* **EXCERPT PROVIDED**
Speaking to the Hurriyet daily over the weekend, Yildirim said the government will not stop by appointing administrators to only 28 municipalities in the Southeast.

 

“There will be more. When you give taxpayer money to a terrorist organization that kills our soldiers and police, then we intervene. Should we just let it happen?” the prime minister said.

 

His remarks reflect the government’s longstanding suspicion about suspected links between the Peoples’ Democratic Party (HDP) and the Kurdistan Workers’ Party (PKK), an armed group that has been fighting the Turkish state for autonomy in Turkey’s Southeast for four decades.

 

Turkey has designated the PKK as a terrorist organization.

 

While the HDP says it shares a base with the PKK, it denies any link to the terrorist group.

 

The HDP also declines to call PKK a terrorist organization but says it defines as terrorism its violent acts that target civilians and calls on both the Turkish military and PKK militants to cease fighting to allow civilian politics to solve the Kurdish question.

 

Yildirim accused HDP municipalities of aiding and abetting the PKK through the use of state funds for the PKK’s aims in cities.

 

The prime minister defended the government action, saying that authorities detected substantial links between the PKK and many municipalities whose administrations were taken over by the government.

When the PKK launched an urban war against the police and military in cities, digging trenches and barricades in certain neighborhoods in several towns and cities in summer 2015, the government at the time slammed HDP municipalities for helping the PKK take hold in cities through the use of materials that are at the disposal of municipalities.

 

The PKK set up booby traps in Diyarbakir’s Sur and Sirnak’s Cizre districts and placed snipers in neighborhoods that were defended by its urban youth branch.

* **RECORDS SHOWN**
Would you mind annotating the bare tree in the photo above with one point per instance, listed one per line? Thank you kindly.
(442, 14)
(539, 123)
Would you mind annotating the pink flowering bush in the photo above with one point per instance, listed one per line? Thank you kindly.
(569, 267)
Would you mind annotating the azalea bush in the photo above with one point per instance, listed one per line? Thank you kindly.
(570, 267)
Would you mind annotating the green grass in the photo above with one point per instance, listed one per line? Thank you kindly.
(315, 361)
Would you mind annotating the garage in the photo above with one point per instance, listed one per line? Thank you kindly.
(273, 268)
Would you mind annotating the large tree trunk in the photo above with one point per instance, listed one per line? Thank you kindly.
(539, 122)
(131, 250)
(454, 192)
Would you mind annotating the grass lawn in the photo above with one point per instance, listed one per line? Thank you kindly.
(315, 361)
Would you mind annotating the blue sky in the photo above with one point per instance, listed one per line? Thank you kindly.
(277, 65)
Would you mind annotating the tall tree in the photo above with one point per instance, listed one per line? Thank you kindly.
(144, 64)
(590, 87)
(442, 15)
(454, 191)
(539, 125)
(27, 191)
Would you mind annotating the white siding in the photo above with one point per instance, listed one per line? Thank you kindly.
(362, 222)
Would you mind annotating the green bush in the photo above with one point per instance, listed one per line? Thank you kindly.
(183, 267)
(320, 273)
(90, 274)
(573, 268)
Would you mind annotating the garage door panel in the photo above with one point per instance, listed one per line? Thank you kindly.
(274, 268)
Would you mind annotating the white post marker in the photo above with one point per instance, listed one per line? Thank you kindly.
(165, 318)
---
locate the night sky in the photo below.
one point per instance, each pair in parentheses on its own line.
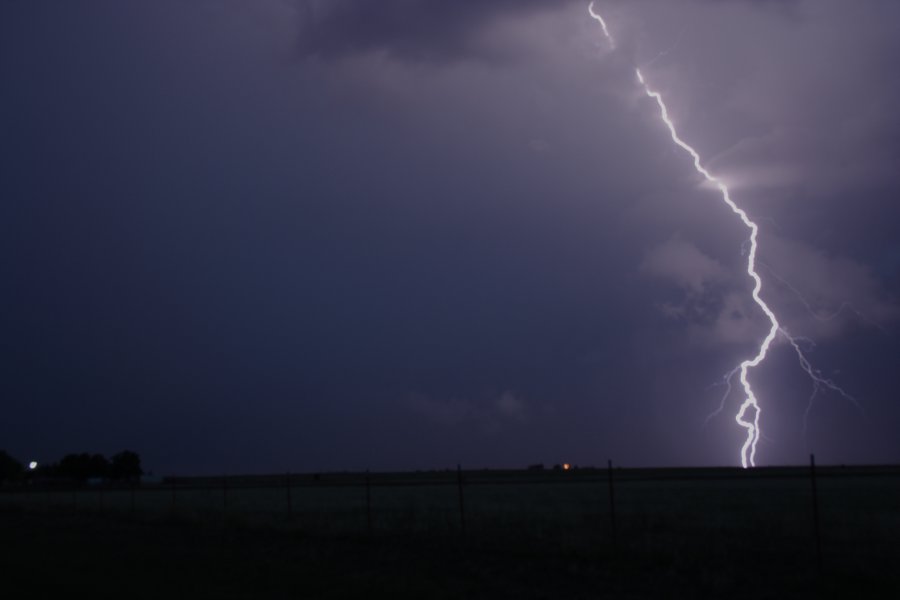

* **WORK INSTRUCTIONS**
Using the excerpt on Turkey's government and the HDP, say whether each statement agrees with it, answering yes or no and quoting the deciding words. 1. The government has appointed administrators to 28 municipalities in the Southeast. 2. The HDP says it has no shared base with the PKK. 3. The PKK placed snipers in neighborhoods.

* **RESPONSE FOR THIS EXERCISE**
1. Yes: "appointing administrators to only 28 municipalities in the Southeast"
2. No: "the HDP says it shares a base with the PKK"
3. Yes: "placed snipers in neighborhoods that were defended by its urban youth branch"